== ROWS ==
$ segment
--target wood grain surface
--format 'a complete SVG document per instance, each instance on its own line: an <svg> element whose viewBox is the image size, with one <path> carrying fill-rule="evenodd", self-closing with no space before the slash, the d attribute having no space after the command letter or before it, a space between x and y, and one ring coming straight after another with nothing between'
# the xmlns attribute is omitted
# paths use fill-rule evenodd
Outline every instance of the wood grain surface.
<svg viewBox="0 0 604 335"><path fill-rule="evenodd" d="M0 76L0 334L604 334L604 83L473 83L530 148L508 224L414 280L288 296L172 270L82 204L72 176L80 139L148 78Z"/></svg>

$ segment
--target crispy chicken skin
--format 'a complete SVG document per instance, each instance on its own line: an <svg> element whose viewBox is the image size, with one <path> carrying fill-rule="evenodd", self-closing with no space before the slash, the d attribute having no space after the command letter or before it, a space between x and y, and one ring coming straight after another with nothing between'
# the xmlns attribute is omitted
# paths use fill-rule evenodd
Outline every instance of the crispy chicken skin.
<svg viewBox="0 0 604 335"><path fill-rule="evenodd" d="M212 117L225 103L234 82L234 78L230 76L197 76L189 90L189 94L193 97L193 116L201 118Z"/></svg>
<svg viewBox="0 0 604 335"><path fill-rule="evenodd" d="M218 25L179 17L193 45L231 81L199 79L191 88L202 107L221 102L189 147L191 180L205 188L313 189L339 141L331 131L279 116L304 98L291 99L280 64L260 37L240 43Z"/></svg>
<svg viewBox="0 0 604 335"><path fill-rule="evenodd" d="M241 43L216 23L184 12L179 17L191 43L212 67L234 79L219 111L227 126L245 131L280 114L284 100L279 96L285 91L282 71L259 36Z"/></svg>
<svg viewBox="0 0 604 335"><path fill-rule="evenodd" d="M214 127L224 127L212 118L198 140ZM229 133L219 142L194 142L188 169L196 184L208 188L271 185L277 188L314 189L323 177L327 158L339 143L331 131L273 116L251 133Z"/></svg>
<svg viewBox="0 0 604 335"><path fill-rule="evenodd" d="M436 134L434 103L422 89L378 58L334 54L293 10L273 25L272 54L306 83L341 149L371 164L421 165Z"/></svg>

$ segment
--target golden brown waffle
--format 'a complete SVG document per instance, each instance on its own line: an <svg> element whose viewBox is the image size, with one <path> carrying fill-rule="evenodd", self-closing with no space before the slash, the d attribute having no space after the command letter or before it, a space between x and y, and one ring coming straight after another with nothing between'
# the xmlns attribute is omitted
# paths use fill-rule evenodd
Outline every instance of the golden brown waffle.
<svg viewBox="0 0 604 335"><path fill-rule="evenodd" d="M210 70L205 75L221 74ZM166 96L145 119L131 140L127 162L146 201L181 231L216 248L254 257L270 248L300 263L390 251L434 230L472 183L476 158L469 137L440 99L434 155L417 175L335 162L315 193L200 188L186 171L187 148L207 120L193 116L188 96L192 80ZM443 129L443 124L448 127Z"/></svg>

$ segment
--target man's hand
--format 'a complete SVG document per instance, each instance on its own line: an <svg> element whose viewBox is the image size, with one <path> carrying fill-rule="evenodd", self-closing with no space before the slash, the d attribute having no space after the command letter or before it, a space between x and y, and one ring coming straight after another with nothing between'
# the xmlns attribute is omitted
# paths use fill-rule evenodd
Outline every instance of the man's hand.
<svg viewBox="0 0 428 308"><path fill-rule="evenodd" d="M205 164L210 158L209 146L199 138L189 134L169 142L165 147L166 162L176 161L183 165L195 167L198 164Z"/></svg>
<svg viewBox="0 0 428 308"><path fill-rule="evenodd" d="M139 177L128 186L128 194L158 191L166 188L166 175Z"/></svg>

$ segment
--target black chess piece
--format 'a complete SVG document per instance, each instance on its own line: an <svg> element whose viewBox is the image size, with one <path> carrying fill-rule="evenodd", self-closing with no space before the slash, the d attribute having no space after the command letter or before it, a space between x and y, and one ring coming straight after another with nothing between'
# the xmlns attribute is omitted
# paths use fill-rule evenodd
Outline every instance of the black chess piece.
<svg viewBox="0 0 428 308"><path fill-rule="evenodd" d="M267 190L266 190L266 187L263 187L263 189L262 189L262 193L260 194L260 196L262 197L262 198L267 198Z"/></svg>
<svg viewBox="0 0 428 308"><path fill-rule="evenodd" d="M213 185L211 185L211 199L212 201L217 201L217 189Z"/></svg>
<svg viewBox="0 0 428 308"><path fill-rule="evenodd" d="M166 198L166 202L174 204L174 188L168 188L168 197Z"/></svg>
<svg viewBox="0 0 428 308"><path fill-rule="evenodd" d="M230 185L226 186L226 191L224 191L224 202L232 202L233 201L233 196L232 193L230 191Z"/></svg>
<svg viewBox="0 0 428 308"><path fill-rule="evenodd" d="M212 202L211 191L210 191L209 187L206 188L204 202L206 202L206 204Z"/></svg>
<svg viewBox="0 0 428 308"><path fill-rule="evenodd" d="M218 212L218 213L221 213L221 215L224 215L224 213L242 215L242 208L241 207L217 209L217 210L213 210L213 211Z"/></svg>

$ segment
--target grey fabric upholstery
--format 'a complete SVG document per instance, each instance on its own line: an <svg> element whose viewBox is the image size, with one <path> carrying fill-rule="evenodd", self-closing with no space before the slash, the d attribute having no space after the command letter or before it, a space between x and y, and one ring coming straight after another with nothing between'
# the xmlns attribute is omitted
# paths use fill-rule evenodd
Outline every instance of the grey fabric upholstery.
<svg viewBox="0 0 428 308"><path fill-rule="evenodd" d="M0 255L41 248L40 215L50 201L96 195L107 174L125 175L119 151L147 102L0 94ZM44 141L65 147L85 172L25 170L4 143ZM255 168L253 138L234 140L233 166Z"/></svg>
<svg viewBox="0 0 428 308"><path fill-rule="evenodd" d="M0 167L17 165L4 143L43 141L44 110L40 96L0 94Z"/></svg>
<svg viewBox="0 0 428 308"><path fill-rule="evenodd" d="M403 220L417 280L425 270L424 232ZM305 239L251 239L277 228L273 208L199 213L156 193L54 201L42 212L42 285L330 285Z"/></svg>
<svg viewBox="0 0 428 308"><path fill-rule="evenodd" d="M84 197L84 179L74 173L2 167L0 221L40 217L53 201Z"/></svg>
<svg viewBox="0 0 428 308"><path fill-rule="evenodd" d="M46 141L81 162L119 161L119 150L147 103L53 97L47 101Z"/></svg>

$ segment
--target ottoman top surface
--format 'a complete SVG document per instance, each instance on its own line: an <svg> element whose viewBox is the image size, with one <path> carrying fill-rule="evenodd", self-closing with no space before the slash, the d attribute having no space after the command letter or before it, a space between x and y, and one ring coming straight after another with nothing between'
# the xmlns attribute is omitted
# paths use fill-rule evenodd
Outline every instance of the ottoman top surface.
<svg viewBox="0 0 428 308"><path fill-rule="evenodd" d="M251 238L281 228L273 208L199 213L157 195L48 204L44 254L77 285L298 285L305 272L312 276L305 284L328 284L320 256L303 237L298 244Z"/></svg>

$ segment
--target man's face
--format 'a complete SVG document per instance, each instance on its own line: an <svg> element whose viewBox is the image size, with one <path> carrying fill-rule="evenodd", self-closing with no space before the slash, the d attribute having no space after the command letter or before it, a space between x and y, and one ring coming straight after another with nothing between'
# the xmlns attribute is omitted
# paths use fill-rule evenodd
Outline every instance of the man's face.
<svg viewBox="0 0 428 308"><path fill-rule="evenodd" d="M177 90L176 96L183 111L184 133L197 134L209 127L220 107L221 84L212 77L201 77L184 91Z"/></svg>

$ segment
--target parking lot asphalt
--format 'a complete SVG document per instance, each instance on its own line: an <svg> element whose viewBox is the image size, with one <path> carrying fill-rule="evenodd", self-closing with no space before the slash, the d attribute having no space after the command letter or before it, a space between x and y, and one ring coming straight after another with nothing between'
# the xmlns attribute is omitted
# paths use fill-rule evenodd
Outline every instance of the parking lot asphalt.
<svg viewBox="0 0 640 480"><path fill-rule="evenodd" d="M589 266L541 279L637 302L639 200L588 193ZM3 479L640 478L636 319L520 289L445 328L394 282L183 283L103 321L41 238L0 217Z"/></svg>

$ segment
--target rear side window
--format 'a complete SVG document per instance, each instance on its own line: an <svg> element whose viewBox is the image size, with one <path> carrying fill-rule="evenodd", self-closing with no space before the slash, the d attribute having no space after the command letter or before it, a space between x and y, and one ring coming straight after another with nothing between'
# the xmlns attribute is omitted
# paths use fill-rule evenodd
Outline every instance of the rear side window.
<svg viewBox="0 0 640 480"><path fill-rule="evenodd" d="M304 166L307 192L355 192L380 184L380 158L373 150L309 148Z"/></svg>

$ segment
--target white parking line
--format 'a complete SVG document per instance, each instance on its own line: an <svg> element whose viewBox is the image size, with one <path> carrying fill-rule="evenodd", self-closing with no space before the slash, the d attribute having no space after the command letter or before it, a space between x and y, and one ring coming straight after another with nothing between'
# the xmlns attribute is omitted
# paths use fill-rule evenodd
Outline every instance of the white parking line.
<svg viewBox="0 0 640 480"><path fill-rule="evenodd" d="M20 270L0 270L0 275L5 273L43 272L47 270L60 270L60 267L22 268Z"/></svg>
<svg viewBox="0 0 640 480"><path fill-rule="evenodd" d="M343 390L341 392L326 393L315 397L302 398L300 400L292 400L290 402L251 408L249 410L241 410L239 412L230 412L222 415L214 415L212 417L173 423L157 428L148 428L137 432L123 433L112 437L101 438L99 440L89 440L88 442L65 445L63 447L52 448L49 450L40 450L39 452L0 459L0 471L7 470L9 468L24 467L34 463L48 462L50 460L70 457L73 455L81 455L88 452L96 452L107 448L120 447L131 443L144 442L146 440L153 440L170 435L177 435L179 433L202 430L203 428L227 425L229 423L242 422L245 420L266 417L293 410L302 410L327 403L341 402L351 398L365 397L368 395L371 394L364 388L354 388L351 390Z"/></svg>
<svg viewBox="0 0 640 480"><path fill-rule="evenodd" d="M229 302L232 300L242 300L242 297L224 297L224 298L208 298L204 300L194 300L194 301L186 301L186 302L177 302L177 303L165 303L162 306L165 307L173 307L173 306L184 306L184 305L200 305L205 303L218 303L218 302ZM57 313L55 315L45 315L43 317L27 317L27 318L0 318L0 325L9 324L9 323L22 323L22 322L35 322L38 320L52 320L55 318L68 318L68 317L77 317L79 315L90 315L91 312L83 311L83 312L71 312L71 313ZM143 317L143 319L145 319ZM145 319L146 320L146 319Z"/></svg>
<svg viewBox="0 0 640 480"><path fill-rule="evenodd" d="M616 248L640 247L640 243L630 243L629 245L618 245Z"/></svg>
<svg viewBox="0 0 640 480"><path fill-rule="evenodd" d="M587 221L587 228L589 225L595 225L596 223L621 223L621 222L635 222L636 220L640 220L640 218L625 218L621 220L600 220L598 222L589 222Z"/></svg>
===
### EXERCISE BRIEF
Starting at the first of the lines above and ending at the line that contains "76L0 334L604 334L604", rewrite them with "wood grain surface" changed to "timber surface" and nothing else altered.

### THE REPLY
$ segment
--target timber surface
--format 'a complete SVG document per instance, each instance on its own line: an <svg> element whose viewBox is the image size, with one <path> carrying fill-rule="evenodd", self-closing with no space before the slash, the d attribute having no space after the command letter or before it, a space between x and y, and one ring coming straight after another with nothing between'
# the xmlns attribute is omitted
# paths use fill-rule evenodd
Outline every instance of the timber surface.
<svg viewBox="0 0 604 335"><path fill-rule="evenodd" d="M0 76L0 334L604 334L604 83L473 83L530 148L508 224L414 280L288 296L172 270L82 204L72 176L80 139L148 78Z"/></svg>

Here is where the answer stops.